** YOUR OBJECTIVE **
Go through the data below and return each line containing the word "identify".

---

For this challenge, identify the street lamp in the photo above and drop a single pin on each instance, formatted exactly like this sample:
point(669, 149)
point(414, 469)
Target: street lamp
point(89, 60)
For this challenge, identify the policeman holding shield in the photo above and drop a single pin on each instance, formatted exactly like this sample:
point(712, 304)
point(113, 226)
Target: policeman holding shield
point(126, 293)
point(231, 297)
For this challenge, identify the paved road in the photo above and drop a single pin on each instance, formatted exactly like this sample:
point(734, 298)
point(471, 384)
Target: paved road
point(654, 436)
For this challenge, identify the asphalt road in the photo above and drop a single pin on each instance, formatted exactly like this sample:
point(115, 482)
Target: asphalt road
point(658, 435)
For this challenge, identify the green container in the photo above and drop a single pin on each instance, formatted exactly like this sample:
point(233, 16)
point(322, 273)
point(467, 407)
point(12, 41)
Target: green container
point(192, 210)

---

** TASK OUTPUT **
For this challenge, identify the street lamp in the photo above and drop a single pin on each instance, formatted exactly like this sample:
For this challenge, identify the policeman holding shield in the photo above and drop a single pin on each instance, formatted exactly like this sample:
For this challenge, identify the paved road in the photo above and drop a single pin on each instance, formatted exactly like this sample:
For this challenge, identify the asphalt road in the photo above and drop a single pin on each instance, formatted exactly like this sample:
For this challenge, identify the green container in the photo above and drop a single pin on each instance, formatted exactly like this sample:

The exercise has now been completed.